Print the full listing below exactly, keeping every character as it stands.
==== DATASET EXCERPTS ====
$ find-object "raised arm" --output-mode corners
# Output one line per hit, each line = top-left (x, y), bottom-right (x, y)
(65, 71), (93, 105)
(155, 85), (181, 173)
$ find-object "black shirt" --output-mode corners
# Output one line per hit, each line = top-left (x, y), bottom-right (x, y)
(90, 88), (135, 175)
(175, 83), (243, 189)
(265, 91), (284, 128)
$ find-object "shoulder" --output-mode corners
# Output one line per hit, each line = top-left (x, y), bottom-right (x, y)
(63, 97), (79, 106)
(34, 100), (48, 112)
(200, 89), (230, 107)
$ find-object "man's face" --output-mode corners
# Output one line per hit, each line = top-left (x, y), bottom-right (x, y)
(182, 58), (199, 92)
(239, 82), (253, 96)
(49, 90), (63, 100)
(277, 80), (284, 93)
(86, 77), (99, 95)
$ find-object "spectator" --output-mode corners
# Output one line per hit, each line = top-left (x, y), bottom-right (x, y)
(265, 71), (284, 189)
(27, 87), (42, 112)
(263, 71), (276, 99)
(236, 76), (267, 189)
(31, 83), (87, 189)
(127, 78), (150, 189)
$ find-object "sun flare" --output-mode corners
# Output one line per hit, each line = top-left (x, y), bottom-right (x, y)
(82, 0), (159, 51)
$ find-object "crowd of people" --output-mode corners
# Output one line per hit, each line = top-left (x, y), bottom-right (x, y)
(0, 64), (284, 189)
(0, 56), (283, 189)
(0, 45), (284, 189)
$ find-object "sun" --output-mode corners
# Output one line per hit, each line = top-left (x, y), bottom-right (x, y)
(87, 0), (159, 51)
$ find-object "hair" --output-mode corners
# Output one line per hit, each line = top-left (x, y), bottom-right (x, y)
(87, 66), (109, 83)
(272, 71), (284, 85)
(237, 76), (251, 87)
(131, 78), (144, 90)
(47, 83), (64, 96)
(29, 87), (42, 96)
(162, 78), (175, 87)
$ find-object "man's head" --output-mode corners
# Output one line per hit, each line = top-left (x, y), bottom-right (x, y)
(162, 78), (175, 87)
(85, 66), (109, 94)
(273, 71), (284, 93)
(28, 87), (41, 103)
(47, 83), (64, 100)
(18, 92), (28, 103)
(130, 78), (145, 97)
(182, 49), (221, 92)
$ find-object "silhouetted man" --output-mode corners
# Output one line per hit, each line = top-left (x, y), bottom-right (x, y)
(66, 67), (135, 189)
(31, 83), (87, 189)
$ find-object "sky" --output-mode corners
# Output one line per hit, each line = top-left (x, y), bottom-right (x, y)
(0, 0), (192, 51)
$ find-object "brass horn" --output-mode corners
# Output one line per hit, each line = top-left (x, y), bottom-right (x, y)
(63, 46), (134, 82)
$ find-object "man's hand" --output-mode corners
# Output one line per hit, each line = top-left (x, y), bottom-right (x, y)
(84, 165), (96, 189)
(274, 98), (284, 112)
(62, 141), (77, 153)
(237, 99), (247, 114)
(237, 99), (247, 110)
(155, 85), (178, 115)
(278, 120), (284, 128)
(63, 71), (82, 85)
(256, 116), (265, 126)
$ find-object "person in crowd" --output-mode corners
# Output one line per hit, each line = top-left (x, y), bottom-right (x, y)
====
TASK RESULT:
$ find-object "raised arm" --output-mode corners
# Output one line per hit, each line = top-left (x, y), bottom-right (x, y)
(65, 71), (93, 105)
(155, 85), (181, 173)
$ find-object "black shirt" --output-mode corners
# Output one line per hit, each line = top-left (x, y), bottom-right (x, y)
(90, 88), (135, 175)
(175, 83), (243, 189)
(265, 91), (284, 128)
$ find-object "shoulder" --output-mode corners
# Output one line per hit, each line = top-left (x, y), bottom-right (x, y)
(63, 97), (79, 106)
(34, 100), (48, 112)
(200, 89), (230, 107)
$ find-object "man's face" --output-mode corners
# Output one line per hit, each line = top-left (x, y), bottom-right (x, y)
(182, 58), (199, 92)
(239, 82), (253, 96)
(49, 90), (63, 100)
(277, 80), (284, 93)
(86, 77), (99, 95)
$ find-object "spectator" --output-mode corners
# Output one line per hit, each line = top-left (x, y), bottom-right (x, y)
(265, 71), (284, 189)
(27, 87), (42, 112)
(263, 71), (276, 99)
(236, 76), (267, 189)
(31, 83), (87, 189)
(127, 78), (150, 189)
$ find-object "sun flare" --output-mode corners
# Output one line per hit, each line = top-left (x, y), bottom-right (x, y)
(82, 0), (159, 51)
$ find-object "crowd of people" --output-mode corners
# Output one line per hit, each line = top-left (x, y), bottom-right (x, y)
(0, 64), (284, 189)
(0, 56), (283, 189)
(0, 45), (284, 189)
$ find-object "sun" --output-mode corners
# Output one line per hit, each line = top-left (x, y), bottom-right (x, y)
(87, 0), (159, 51)
$ find-object "hair" --output-mode corners
# Output one line per hit, each line = top-left (x, y), bottom-right (x, y)
(87, 66), (109, 83)
(272, 71), (284, 85)
(237, 76), (251, 87)
(131, 78), (144, 90)
(47, 83), (64, 96)
(29, 87), (42, 96)
(162, 78), (175, 87)
$ find-object "man's head" --output-mode corners
# Output one line per hit, each line = top-left (x, y), bottom-right (x, y)
(162, 78), (175, 87)
(85, 66), (109, 94)
(273, 71), (284, 93)
(28, 87), (41, 103)
(47, 83), (64, 100)
(18, 92), (28, 103)
(130, 78), (145, 97)
(182, 49), (221, 92)
$ find-object "silhouetted man" --output-mode corners
# Output one line per hit, each line = top-left (x, y), bottom-right (x, y)
(66, 67), (135, 189)
(31, 83), (87, 189)
$ find-object "sky" --output-mode corners
# Output one line per hit, each line = top-left (x, y), bottom-right (x, y)
(0, 0), (192, 51)
$ find-object "brass horn" --output-mode corners
# Output one line per hit, each line = top-left (x, y), bottom-right (x, y)
(63, 46), (134, 82)
$ find-object "man's hand" --output-mode corners
# Output one line per hit, each line = top-left (x, y), bottom-right (x, y)
(84, 165), (96, 189)
(274, 98), (284, 112)
(62, 141), (77, 153)
(237, 99), (247, 114)
(237, 99), (247, 110)
(155, 85), (178, 115)
(278, 120), (284, 128)
(63, 71), (82, 85)
(256, 116), (265, 126)
$ find-object "person in crowd" --output-mode corners
# Output one line per hit, each line = top-left (x, y), bottom-right (x, y)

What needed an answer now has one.